Please translate this sentence from the Billy Wayne Davis biography into Spanish: "His father died when he was eleven years old."

SOURCE PASSAGE:
--------------------------------------------------

Billy Wayne Davis, sometimes known as Bill Davis, is a land developer and former state senator for the Arizona Senate in the United States.

Early life
Billy Davis was born in Athens, Alabama, on May 7, 1945. 

He is of Welsh, English, Irish, and Cherokee descent on his father's side and his mother's ancestors were from Switzerland. 

Billy grew up and went to school in Chattanooga, Tennessee. 

His father died when he was eleven years old.

Billy Davis married Billie J. Johnson on May 4, 1963, in Chattanooga, Tennessee. They have three grown children and live in Kennesaw, Georgia.

Military career

Davis served four years in the Navy and two years in the Navy Reserves from 1963 to 1969, two of which were in Vietnam. Davis earned the National Defense Service Medal, The Vietnam Campaign Medal with Device (1960–), The Vietnam Service Medal (with two Bronze Stars) and the Navy Unit Commendation Ribbon and Letters of Commendations.

--------------------------------------------------

Labeled contour entries

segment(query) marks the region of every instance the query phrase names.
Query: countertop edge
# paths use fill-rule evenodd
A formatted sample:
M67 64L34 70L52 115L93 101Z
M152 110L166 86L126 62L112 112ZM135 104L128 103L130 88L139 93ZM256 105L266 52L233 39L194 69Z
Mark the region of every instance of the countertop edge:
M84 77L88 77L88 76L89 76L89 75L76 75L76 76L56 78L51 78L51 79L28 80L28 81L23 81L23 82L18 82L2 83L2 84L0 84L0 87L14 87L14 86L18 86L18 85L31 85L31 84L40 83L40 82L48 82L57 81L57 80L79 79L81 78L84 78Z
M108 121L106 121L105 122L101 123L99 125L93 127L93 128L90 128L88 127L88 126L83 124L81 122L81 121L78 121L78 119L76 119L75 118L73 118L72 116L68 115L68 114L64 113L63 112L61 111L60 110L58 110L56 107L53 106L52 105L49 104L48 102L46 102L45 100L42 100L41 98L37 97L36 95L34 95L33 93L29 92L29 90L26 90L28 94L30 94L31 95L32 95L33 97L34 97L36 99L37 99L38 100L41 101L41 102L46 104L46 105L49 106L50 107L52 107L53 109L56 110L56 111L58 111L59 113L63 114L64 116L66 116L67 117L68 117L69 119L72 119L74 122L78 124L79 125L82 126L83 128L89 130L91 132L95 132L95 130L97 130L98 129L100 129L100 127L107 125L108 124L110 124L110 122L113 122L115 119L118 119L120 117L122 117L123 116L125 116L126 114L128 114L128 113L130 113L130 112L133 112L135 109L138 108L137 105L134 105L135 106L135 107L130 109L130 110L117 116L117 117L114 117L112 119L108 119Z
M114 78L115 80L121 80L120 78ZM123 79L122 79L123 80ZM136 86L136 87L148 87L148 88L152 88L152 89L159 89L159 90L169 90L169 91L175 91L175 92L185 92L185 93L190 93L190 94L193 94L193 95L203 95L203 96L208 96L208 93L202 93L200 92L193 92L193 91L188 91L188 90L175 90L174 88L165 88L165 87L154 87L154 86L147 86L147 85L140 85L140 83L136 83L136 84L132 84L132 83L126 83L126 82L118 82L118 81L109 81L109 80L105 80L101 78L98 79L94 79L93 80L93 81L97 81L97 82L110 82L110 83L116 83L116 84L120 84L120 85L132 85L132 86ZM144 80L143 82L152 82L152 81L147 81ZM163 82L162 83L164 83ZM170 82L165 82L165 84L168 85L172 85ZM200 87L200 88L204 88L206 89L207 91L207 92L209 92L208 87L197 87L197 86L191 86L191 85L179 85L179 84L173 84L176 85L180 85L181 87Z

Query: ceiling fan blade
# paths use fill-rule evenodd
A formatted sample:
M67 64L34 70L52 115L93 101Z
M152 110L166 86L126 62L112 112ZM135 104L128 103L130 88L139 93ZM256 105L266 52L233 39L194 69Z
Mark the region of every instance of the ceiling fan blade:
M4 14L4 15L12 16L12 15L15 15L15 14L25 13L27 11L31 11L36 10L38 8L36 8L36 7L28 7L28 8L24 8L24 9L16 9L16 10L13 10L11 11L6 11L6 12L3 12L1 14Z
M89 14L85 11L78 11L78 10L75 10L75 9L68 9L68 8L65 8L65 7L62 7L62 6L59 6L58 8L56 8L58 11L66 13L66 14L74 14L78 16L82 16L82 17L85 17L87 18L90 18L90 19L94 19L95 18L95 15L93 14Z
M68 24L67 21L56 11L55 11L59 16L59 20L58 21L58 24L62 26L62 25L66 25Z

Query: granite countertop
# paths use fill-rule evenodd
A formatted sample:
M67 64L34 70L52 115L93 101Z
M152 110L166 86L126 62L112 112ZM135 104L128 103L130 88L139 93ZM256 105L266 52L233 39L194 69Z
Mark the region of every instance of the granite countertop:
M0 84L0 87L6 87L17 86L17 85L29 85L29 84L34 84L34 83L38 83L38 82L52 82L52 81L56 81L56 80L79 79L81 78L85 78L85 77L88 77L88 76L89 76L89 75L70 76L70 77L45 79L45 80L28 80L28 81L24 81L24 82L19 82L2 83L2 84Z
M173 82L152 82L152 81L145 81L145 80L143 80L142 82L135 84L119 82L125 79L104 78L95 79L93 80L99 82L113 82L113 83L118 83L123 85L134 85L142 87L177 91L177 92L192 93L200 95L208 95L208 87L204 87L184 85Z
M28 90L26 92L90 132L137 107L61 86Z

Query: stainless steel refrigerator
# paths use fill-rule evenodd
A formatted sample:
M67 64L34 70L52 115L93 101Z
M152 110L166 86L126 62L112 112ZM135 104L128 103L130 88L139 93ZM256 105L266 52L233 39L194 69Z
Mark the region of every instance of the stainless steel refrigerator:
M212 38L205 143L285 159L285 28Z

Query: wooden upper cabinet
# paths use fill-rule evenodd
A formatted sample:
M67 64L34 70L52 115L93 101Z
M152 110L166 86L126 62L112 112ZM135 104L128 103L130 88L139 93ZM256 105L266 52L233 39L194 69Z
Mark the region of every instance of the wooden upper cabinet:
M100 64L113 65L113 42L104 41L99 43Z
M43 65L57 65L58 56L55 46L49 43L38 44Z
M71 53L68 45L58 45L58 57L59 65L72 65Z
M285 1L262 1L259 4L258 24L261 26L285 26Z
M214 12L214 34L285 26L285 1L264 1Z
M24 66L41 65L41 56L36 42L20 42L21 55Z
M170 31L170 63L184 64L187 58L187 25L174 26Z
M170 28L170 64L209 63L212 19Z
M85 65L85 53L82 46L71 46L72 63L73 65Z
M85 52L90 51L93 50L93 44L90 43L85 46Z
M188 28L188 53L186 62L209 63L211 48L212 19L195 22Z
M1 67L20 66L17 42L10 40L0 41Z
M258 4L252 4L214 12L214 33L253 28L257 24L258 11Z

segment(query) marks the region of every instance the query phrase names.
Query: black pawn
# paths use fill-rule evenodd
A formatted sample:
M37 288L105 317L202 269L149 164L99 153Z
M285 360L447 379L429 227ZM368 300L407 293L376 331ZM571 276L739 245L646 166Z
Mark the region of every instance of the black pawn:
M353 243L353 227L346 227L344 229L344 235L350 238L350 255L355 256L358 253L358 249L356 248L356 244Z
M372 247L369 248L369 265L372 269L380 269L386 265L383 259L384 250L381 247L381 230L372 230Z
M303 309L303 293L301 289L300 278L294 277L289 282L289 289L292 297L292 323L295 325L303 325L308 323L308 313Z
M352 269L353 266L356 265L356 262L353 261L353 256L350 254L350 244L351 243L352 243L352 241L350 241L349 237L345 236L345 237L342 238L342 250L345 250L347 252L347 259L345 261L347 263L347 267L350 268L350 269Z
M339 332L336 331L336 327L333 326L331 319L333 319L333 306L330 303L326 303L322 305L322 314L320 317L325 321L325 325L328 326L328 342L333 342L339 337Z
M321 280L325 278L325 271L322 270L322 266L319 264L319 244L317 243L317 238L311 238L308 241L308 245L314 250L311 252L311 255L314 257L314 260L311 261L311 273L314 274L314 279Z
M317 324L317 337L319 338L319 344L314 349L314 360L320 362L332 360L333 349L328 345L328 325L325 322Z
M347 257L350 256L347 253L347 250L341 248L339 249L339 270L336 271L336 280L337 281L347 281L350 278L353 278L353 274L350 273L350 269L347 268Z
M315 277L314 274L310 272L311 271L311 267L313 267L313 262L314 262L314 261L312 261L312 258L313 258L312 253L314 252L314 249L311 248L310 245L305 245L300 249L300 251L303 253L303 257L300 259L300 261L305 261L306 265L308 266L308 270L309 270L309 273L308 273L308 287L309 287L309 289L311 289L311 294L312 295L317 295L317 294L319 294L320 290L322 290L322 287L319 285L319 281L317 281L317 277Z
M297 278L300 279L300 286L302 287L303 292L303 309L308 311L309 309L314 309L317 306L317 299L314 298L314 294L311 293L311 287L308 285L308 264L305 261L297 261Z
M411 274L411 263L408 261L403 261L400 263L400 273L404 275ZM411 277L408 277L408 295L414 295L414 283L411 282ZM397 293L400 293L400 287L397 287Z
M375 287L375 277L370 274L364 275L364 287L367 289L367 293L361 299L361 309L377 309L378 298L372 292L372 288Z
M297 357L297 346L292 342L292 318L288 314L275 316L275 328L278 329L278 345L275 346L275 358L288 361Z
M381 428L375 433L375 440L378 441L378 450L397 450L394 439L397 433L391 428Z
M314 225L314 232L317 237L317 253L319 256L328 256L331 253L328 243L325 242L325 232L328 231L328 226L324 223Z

--------------------------------------------------

REPLY:
Su padre murió cuando él tenía once años.